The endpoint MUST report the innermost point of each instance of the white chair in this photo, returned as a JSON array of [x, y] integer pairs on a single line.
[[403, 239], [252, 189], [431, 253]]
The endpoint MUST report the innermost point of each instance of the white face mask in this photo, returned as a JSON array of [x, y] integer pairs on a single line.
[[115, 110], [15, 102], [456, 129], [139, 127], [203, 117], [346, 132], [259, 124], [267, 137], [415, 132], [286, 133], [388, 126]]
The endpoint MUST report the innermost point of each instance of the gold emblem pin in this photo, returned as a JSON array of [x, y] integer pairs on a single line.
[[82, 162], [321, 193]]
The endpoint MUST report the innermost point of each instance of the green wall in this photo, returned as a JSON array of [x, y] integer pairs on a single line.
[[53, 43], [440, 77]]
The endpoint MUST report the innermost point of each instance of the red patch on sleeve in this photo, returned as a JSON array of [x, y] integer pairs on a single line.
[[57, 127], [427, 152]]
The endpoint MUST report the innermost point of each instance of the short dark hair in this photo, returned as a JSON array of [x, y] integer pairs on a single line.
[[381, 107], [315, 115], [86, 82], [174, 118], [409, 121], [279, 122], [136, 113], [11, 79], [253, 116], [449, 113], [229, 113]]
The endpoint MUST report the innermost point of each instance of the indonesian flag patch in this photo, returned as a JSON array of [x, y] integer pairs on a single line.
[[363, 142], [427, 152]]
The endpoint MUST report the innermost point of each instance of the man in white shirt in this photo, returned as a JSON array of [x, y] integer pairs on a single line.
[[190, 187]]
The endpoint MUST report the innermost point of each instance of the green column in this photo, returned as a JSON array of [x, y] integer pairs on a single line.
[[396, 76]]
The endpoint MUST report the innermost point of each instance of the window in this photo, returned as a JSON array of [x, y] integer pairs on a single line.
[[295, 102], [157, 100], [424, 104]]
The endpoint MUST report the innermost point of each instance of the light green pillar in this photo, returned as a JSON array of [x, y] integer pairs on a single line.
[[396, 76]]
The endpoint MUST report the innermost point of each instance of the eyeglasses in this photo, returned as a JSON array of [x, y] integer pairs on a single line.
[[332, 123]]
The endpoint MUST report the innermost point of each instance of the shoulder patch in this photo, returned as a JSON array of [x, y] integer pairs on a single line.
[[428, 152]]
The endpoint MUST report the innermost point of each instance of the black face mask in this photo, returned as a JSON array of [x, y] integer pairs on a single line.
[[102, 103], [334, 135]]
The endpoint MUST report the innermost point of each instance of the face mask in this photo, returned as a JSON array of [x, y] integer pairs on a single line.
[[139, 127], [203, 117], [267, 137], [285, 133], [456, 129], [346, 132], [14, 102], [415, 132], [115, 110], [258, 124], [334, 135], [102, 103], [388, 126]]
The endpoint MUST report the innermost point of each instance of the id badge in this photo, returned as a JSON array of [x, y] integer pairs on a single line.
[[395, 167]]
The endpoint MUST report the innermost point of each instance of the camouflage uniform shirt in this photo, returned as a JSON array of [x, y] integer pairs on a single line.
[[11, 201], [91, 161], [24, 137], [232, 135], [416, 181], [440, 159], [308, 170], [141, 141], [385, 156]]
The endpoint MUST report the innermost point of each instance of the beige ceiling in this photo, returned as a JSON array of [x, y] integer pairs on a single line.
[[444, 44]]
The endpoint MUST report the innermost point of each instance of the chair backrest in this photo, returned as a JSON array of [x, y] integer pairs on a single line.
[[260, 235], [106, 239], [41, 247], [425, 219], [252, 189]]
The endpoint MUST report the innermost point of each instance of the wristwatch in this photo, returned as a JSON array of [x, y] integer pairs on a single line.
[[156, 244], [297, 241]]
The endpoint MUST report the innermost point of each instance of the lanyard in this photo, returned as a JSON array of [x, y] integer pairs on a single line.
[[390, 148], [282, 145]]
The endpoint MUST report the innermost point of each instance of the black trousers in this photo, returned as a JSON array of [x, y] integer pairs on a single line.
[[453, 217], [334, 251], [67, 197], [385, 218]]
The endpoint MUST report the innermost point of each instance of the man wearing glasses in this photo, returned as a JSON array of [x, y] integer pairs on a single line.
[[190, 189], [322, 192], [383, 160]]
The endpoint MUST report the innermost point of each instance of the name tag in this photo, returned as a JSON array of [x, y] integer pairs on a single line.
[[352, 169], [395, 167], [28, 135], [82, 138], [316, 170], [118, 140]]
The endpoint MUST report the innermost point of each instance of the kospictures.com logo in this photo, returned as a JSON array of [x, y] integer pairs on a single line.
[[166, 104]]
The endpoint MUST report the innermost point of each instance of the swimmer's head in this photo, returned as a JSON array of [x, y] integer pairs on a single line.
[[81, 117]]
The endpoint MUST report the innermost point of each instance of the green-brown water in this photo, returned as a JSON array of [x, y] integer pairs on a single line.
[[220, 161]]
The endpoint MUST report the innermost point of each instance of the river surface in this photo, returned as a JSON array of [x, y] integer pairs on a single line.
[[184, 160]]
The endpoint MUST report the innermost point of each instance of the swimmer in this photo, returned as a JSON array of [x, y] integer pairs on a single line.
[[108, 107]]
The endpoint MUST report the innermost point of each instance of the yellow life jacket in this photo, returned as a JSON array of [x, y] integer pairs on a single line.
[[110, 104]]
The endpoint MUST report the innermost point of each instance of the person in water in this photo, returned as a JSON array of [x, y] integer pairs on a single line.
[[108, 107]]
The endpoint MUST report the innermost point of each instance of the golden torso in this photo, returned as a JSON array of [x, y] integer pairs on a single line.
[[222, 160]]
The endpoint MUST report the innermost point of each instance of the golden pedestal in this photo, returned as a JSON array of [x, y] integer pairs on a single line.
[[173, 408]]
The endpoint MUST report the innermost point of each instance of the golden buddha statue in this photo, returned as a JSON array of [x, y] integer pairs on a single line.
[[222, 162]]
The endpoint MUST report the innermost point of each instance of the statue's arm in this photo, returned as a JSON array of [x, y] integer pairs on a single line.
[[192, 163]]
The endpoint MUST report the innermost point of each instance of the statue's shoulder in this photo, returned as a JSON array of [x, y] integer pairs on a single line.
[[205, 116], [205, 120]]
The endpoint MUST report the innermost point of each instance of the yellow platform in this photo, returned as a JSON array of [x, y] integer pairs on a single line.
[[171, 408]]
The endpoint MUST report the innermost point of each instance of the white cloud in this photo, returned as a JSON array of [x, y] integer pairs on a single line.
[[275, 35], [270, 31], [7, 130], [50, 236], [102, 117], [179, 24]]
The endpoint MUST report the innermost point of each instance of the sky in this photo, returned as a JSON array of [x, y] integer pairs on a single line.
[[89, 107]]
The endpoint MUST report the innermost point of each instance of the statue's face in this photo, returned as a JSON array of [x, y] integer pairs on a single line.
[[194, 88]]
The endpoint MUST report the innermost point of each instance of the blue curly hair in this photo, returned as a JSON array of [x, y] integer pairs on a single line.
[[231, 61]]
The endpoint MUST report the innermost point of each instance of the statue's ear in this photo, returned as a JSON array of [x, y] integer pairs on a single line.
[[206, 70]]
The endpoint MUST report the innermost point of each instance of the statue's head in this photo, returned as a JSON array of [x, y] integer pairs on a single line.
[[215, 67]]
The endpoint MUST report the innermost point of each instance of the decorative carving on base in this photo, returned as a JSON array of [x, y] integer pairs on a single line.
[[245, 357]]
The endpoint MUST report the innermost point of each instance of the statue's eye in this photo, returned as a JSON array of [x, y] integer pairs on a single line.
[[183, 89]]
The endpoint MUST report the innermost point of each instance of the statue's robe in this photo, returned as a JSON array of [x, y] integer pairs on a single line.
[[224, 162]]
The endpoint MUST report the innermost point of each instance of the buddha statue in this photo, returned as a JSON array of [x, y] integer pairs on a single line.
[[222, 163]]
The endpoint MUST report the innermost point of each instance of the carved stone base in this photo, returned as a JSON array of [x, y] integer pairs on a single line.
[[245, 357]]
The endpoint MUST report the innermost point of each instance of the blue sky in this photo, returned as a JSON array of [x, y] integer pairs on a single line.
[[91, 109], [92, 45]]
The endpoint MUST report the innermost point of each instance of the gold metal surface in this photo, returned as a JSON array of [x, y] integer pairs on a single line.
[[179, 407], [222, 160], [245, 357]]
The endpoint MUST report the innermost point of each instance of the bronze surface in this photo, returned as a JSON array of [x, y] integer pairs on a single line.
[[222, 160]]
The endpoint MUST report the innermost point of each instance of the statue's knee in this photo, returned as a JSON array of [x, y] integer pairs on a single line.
• • • •
## ACTION ITEM
Each line, beginning at the one that contains "the gold metal" and continuing through the end of the records, must be written out exactly, first and last included.

## RESULT FOR THIS EXERCISE
The endpoint MUST report the innermost point of each instance of the gold metal surface in this photo, returned as a JSON array of [x, y] integer pairs on a single line.
[[179, 407], [222, 160], [245, 357]]
The endpoint MUST report the innermost point of each instance of the bronze surface in this photo, returned as a JSON array of [x, y] integer pairs on a single line.
[[222, 160]]
The endpoint MUST report the innermost point of each instance of the statue's knee in this photo, returned as a JSON array of [x, y] integer pairs on a single line.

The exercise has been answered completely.